#### [Task requirements]
Find the lines below in which the string "approximate" occurs. Copy each one.

#### [Input material]
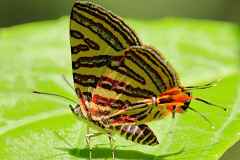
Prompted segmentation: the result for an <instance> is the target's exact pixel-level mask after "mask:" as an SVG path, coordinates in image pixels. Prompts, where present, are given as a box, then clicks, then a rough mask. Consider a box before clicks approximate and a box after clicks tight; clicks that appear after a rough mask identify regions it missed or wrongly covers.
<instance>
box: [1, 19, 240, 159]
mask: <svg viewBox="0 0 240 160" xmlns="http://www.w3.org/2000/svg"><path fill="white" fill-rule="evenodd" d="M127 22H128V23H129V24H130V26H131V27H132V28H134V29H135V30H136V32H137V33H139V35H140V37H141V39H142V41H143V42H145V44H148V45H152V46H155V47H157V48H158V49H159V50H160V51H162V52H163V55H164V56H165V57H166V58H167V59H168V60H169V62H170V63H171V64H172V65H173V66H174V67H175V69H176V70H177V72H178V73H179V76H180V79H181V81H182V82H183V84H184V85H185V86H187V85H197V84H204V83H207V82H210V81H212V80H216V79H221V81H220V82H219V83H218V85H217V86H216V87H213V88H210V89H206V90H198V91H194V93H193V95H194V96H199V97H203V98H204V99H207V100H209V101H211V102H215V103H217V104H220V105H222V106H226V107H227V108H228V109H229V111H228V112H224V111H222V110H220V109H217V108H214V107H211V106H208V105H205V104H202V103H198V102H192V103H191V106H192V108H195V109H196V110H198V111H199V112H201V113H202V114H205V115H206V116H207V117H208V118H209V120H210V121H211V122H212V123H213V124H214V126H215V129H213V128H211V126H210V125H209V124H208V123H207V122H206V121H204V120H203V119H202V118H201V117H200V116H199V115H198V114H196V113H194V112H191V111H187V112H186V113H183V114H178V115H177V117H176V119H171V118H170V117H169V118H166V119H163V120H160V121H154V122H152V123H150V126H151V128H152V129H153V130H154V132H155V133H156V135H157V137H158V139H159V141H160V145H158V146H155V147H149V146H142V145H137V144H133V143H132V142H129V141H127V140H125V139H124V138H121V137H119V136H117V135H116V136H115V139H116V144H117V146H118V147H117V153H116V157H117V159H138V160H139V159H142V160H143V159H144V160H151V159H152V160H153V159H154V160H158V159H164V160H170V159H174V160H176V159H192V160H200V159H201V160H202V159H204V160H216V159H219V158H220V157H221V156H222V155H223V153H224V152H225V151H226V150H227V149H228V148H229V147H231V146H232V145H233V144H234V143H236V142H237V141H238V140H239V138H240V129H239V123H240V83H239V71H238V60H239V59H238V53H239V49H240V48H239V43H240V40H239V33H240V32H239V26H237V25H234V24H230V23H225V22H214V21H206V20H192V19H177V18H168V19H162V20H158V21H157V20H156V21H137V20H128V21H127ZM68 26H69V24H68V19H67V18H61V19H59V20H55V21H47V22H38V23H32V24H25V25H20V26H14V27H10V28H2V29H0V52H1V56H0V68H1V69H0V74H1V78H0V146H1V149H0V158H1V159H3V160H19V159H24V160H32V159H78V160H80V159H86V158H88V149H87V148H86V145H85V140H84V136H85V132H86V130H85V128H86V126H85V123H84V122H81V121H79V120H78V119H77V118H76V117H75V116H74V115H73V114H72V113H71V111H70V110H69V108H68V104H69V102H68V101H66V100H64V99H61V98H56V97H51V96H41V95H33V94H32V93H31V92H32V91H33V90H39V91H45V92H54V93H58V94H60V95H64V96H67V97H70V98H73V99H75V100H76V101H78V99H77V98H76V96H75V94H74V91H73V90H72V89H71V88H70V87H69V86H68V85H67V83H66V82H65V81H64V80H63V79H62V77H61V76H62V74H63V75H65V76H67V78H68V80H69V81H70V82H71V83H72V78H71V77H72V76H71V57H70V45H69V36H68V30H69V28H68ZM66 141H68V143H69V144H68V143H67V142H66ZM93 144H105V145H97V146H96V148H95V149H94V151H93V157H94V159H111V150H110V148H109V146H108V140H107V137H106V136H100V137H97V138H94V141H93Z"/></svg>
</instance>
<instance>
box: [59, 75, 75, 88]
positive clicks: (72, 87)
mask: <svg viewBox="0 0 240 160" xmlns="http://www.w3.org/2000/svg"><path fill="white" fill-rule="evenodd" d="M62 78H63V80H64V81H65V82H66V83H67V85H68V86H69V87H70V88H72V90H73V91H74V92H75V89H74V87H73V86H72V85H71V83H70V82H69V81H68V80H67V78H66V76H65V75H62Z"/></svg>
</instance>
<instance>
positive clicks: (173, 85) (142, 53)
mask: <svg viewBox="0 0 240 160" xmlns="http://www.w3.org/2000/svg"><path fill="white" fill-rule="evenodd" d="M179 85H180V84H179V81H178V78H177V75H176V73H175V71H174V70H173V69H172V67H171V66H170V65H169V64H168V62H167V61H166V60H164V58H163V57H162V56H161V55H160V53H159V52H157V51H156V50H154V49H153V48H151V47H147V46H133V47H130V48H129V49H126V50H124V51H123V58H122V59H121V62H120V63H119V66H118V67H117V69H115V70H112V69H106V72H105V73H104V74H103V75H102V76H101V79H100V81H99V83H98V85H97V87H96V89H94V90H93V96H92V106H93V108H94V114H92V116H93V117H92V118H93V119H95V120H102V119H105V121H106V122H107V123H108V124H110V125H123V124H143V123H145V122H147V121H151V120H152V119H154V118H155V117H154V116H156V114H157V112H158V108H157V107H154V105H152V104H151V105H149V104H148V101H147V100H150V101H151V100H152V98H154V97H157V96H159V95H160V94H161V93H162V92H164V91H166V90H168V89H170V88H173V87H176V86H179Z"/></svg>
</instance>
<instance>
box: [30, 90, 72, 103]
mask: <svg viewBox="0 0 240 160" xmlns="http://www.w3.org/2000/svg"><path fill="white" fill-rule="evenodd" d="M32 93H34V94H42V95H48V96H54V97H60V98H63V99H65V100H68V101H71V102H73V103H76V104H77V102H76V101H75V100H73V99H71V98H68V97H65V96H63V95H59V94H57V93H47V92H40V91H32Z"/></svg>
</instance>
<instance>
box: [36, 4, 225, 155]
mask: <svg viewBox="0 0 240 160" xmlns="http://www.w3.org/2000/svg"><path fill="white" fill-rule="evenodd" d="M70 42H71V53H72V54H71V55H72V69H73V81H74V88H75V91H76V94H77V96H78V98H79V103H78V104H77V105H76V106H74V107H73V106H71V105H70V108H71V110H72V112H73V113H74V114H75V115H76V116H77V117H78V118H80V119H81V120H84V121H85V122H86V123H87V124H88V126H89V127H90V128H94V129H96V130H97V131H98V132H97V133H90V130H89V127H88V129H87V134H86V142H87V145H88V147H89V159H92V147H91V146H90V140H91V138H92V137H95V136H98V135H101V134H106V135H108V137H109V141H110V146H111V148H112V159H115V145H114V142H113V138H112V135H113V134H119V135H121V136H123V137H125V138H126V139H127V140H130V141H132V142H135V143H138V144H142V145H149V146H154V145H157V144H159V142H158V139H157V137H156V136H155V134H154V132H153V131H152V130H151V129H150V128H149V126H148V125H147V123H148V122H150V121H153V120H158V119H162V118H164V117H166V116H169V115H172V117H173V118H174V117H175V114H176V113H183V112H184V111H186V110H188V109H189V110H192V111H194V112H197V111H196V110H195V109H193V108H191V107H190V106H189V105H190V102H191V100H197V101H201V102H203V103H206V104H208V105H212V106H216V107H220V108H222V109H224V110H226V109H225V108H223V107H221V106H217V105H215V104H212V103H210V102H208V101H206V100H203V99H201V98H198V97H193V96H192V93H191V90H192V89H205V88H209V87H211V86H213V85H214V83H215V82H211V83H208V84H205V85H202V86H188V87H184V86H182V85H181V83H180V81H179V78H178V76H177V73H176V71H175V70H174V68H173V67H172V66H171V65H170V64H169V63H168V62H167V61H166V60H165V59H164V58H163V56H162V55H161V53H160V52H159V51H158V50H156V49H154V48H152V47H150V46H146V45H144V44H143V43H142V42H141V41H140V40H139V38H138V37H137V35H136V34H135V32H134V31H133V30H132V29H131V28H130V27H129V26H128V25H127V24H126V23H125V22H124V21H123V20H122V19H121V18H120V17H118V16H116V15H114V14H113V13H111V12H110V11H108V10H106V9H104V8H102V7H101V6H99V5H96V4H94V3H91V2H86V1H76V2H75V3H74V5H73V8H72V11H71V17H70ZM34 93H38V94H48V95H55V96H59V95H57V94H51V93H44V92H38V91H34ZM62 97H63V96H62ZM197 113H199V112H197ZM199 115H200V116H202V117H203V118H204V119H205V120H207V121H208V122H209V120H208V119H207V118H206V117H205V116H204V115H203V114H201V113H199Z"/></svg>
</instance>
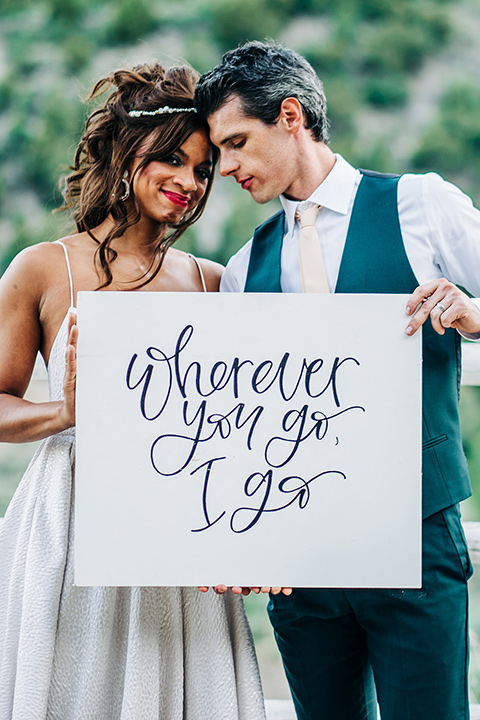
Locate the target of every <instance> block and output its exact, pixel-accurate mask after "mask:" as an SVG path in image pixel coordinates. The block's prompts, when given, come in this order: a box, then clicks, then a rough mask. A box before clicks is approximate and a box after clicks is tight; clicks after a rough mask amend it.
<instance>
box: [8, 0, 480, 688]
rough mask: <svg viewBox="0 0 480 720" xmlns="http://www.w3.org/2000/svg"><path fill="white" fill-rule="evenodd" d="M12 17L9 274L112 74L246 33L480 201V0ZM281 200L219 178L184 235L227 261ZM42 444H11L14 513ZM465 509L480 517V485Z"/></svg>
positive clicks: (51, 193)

#### [Output]
Prompted segmentation: the result for an <instance> is the target's exact pixel-level mask after "mask:" as an SVG path, coordinates in image pixels. Prompts, where present, are given as a box, then clicks, then a rough mask. Consider a box before clicks approximate and a box after clicks tight; clicks that appear after a rough mask identify regions it missed or wrongly covers.
Locate the target of every <instance> block and output its exact, pixel-accurate mask after "mask:" as an SVG path in image pixel coordinates. The block's prompts, when given, come in this order: a box, then clicks, then a rough mask. A box before clicks is approximate and a box after clicks is tight; clicks after a rough mask amend it.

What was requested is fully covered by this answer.